** Start of Data in this exercise **

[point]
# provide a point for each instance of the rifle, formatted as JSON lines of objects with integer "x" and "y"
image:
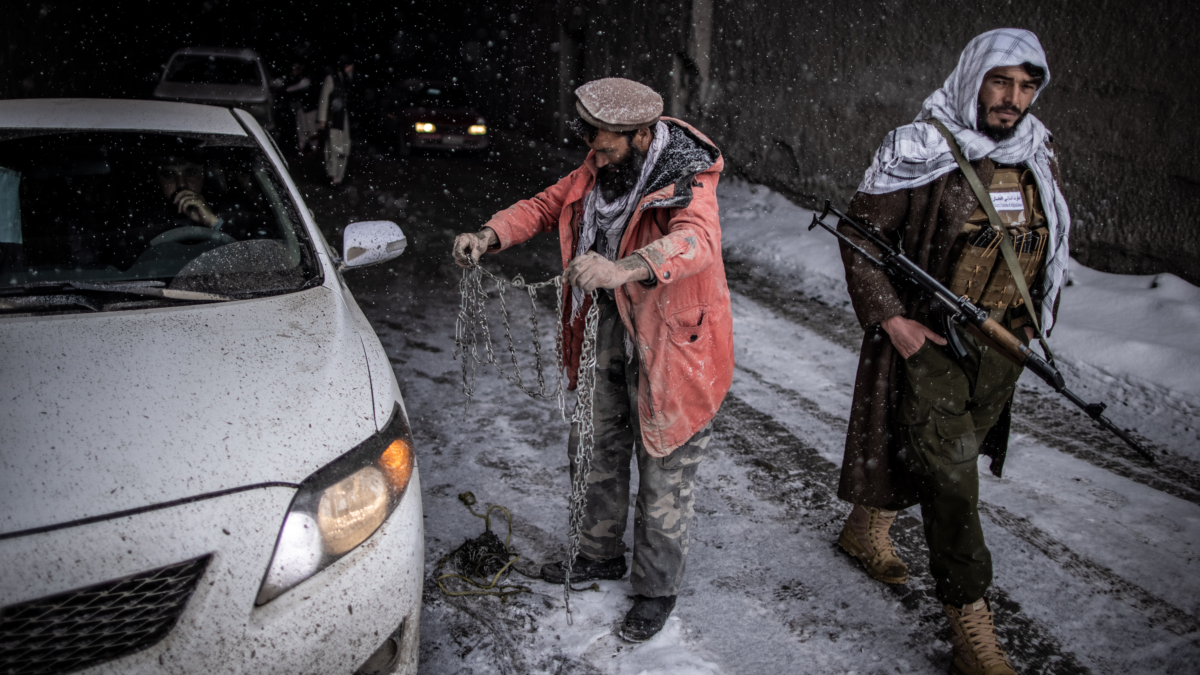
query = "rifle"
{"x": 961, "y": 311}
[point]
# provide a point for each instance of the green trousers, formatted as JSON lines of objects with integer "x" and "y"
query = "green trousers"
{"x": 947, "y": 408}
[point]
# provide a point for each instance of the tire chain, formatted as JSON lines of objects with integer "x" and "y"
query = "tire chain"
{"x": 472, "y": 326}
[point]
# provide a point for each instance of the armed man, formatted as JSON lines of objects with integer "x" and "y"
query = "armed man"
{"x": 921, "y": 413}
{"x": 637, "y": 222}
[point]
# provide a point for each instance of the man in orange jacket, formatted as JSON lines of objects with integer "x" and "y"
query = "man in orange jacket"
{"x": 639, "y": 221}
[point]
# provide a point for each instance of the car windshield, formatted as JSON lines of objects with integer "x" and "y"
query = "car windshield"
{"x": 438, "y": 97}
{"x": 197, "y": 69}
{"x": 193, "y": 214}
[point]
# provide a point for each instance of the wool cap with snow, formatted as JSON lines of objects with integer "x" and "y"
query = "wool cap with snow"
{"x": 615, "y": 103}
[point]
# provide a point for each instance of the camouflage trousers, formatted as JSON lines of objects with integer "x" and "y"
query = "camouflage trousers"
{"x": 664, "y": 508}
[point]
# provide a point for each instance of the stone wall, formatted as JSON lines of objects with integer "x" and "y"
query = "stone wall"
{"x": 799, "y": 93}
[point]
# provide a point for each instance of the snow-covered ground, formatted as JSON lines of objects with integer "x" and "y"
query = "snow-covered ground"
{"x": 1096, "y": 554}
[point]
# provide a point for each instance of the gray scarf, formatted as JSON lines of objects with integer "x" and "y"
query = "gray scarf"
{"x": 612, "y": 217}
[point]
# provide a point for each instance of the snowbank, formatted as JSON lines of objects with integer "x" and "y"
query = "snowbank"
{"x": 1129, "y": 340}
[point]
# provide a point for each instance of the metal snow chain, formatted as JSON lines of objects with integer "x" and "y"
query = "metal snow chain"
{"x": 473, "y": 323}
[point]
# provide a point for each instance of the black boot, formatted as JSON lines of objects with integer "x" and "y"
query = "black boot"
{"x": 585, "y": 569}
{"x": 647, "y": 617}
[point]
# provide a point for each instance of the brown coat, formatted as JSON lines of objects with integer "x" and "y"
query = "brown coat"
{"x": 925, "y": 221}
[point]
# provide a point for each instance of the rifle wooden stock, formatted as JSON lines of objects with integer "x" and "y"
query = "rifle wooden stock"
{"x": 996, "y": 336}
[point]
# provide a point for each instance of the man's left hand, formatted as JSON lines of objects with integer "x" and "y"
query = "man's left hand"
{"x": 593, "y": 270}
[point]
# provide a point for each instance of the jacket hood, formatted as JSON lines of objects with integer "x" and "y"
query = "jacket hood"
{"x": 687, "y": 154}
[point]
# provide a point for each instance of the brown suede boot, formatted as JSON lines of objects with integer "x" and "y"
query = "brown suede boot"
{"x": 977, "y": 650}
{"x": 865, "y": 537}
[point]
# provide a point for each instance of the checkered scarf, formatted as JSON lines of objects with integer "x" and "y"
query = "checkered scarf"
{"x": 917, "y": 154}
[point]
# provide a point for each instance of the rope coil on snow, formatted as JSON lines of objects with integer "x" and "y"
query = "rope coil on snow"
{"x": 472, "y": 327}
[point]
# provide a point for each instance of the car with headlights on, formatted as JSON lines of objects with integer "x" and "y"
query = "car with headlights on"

** End of Data in this exercise **

- [Task details]: Pull out each line of the items above that contains the word "wooden". Treat uppercase and lowercase as different.

- [Right answer]:
# provide a point for each instance of the rifle wooden stock, formatted as JSON lines of objects with integer "x" and "y"
query = "rifle wooden stock"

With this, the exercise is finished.